Stated exercise 1 -
Answer these questions about the antitrust speech, one answer per line:
(a) What is the title of the conference?
(b) Which old device is antitrust enforcement compared to by those who call it obsolete?
(c) Whose landmark study of international competitiveness is quoted?
Stated exercise 2 - Write out the passage of the antitrust speech that begins at the words "Sometimes the metaphors" and stops after "rulers and floods.".
Stated exercise 3 - Continue the antitrust speech from where it stops.

Text extract -
________
The title of this conference is "Antitrust Policy in the 90s." Although strictly speaking what we are doing these days in the Division is policy in the 90s, I would suggest that what we all need to think about -- and what we in the Antitrust Division are focusing on -- is Antitrust Policy for the 21st Century. The new century is rushing toward us and the rate of change occurring all around us so staggers the imagination that we literally cannot describe it. The result is what I call metaphorical exhaustion -- we have a telecommunications revolution resulting in the construction of the information highway, which very quickly became the information superhighway, followed with little hesitation by countless spin-off metaphors -- road kill on the superhighway, the fast lane, the slow lane, the passing lane, the off ramp, toll booths. More quickly than these metaphors gain currency, they lose whatever descriptive power they may have. Polls show that, not surprisingly, most Americans have only a vague idea of what the information superhighway actually is.
Sometimes the metaphors get hopelessly confused and end up sounding positively frightening. One prominent newspaper, which I will not name, recently referred in an editorial to (and this is a direct quote) "a single wire [that] becomes a highway over which a flood of . . . services will flow into customers' homes." I guess that means that some of us may have to learn to dogpaddle in our living rooms. Before concluding the paragraph, the paper predicted that "a market now ruled by sometimes lazy monopolists would be turned into a competitive dogfight." Of course, a dogfight in the middle of a highway is dangerous for drivers and for dogs, even without the added problems of lazy rulers and floods.
I firmly believe that, amidst all of this change, dogfights and floods, the fundamental organizing principle of our economy remains sound: Free and open markets characterized by competition will stimulate innovation, promote prosperity and contribute to the international success of the U.S. economy and U.S. business. The central purpose of the antitrust laws, of course, is to promote that principle by protecting the competitive process. In this sense, vigorous, intelligent antitrust enforcement is as vital to the economic health of our nation in the 21st Century as it has been for the 20th Century.
There are those who suggest that antitrust enforcement is obsolete -- of no more relevance to the 21st Century economy than the rotary phone. Others go even further and suggest that antitrust enforcement will disadvantage American companies and will harm America's economic well-being. These suggestions are fundamentally wrong. As the role of innovation in the economy and the importance of international competitiveness grow, so does the necessity for intelligent antitrust enforcement. Such enforcement promotes an environment in which competitors spur each other to faster innovation. Professor Michael Porter, in discussing his landmark study of international competitiveness, explained several years ago that "[a]ll we have learned about the innovation process suggests that a number of entities pursuing different avenues, watching each other to try to learn from the other's approach, is often the best structure. Diversity and multiple paths of innovation yield the most rapid progress." Intelligent antitrust enforcement in the 21st century will protect and promote competitive diversity, and the Antitrust Division and FTC will be here, on the job and on the beat.
To be sure, the dynamic economy implied by increasing globalization and accelerating technological change challenges antitrust enforcers to appreciate changing conditions in the marketplace. We must always be alert, for example, that we do not confuse protecting the competitive process with protecting a particular competitor. It is the nature of the competitive process that some competitors will fail; we cannot and should not try to prevent that outcome. What we must do -- what is critical to the nation's economic health -- is ensure that firms with market power do not distort the competitive process by imposing artificial restraints. What we strive for, in short, is fair competition on the merits -- a system that historically has benefited consumers by prodding competing firms to develop and deliver goods and services of the highest quality, at the lowest cost and has benefited American companies by preparing them to compete and succeed abroad.
________
Records shown -
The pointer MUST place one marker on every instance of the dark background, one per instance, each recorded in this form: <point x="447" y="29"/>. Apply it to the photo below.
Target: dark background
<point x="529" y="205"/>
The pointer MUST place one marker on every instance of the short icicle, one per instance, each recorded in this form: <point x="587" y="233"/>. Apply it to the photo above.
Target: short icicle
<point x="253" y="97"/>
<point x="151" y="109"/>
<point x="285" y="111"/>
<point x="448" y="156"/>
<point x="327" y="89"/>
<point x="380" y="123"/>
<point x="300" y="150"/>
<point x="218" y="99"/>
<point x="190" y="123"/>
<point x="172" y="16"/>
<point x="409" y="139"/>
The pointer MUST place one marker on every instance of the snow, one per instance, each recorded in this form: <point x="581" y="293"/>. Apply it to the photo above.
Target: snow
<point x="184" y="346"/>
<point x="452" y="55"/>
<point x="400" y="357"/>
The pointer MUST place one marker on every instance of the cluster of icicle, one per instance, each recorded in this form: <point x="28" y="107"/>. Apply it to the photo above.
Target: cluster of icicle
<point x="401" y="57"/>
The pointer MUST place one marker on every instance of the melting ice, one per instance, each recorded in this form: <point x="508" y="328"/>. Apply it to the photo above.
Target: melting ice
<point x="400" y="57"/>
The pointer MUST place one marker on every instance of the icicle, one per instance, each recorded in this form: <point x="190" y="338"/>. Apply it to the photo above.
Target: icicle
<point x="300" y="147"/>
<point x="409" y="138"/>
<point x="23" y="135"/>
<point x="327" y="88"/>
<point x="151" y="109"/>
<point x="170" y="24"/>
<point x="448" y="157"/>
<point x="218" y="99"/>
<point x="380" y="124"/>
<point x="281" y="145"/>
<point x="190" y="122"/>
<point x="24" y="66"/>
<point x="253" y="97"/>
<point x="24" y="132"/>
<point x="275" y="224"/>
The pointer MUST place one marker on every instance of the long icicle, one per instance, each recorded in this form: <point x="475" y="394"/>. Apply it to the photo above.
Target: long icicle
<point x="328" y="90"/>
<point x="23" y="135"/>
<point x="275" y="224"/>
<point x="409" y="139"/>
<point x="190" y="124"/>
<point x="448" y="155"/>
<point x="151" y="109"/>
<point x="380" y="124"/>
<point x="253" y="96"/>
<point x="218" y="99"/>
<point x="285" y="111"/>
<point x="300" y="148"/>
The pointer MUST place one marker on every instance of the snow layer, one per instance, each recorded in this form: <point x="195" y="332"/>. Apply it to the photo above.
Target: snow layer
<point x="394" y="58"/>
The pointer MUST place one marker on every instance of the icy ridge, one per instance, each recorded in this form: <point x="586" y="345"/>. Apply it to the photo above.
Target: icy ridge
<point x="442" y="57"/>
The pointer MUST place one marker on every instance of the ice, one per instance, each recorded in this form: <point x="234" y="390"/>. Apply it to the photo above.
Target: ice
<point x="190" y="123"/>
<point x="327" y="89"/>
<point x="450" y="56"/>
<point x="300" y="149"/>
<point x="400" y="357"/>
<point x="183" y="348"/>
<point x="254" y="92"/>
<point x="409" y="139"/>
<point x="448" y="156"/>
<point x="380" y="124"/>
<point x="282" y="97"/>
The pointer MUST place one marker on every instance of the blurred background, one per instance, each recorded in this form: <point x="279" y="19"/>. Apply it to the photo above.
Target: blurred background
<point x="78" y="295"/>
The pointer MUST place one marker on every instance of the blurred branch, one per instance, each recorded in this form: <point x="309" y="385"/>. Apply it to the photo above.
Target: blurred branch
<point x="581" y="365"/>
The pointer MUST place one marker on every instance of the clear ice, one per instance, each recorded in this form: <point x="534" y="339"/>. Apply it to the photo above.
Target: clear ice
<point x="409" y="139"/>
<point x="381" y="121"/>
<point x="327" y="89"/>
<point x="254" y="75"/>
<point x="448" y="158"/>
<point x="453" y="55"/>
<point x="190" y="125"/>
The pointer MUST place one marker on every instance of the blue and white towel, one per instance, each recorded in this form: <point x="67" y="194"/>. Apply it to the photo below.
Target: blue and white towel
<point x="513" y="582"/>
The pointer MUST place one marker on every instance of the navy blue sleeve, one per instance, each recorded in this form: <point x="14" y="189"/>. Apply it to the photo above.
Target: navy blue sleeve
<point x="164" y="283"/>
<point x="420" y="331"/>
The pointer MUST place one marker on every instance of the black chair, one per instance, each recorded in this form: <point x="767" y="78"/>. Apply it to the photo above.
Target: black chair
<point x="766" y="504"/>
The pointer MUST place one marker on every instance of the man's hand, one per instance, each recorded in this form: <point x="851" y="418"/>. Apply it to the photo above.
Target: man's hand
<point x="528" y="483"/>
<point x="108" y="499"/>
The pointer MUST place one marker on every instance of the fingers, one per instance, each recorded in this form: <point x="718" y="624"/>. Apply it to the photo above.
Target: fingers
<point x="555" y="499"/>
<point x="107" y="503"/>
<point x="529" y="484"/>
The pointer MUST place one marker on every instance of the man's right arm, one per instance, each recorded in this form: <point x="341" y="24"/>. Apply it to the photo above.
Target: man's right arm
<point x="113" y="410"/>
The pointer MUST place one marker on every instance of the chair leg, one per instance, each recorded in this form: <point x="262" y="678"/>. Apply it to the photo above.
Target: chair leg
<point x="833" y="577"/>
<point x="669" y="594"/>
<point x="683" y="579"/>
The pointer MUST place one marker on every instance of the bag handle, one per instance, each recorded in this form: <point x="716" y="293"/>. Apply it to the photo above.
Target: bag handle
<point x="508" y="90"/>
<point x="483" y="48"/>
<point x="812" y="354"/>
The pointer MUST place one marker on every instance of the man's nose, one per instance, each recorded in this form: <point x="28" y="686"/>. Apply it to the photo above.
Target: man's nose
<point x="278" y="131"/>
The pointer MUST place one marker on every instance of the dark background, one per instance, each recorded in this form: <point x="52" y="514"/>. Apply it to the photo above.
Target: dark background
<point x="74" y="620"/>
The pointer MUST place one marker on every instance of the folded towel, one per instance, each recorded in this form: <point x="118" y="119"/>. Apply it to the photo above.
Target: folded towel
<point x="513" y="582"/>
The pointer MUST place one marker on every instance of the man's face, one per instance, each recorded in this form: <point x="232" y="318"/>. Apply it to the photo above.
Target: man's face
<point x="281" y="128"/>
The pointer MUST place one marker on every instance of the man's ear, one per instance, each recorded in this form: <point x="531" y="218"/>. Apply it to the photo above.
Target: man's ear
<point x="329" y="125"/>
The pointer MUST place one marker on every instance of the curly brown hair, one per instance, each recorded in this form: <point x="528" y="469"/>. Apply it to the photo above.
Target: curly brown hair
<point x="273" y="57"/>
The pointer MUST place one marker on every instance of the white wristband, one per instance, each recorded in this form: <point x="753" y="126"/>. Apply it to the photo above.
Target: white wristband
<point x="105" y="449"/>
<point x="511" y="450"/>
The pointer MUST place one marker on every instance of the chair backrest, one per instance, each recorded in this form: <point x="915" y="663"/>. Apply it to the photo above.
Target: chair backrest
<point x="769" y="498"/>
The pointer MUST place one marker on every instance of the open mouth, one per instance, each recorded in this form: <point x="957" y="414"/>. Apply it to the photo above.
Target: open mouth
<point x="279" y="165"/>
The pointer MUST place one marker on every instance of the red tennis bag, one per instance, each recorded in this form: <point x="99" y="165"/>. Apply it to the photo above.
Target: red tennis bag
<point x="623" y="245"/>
________
Exercise output 1 -
(a) "Antitrust Policy in the 90s."
(b) The rotary phone.
(c) Professor Michael Porter's.

Exercise output 2 -
Sometimes the metaphors get hopelessly confused and end up sounding positively frightening. One prominent newspaper, which I will not name, recently referred in an editorial to (and this is a direct quote) "a single wire [that] becomes a highway over which a flood of . . . services will flow into customers' homes." I guess that means that some of us may have to learn to dogpaddle in our living rooms. Before concluding the paragraph, the paper predicted that "a market now ruled by sometimes lazy monopolists would be turned into a competitive dogfight." Of course, a dogfight in the middle of a highway is dangerous for drivers and for dogs, even without the added problems of lazy rulers and floods.

Exercise output 3 -
As I have already suggested, the 21st Century economy will have at least two characteristics of particular concern to antitrust enforcement -- continuing globalization and the pervasive importance of intellectual property. In the past year, the Division has undertaken policy initiatives and enforcement action in both of these areas, which I would like briefly to discuss.
As you know, one of my first steps as Assistant Attorney General was to seek and obtain approval from Congress to appoint the Division's first Deputy Assistant Attorney General for International Affairs. Establishing this position was critical to putting international concerns at the top of the Division's agenda. And I cannot imagine being more fortunate than to have Diane Wood as the first international deputy. Diane is the single person most responsible for the accomplishments that I am about to describe.
Last fall, we began to reexamine carefully the Guidelines on International Operations that the Division issued in 1988. We concluded that, substantively, those Guidelines no longer accurately reflected Division policy in several important respects. For example, the 1992 Joint DOJ-FTC Horizontal Merger Guidelines superseded the merger analysis in the 1988 Guidelines. Likewise, my rescission of the 1985 Vertical Restraints Guidelines cast doubt on some portions of the 1988 Guidelines. Developments in the case law -- most notably the Supreme Court's decision in Hartford Fire Insurance -- suggested the need for reconsideration of other portions of the 1988 Guidelines.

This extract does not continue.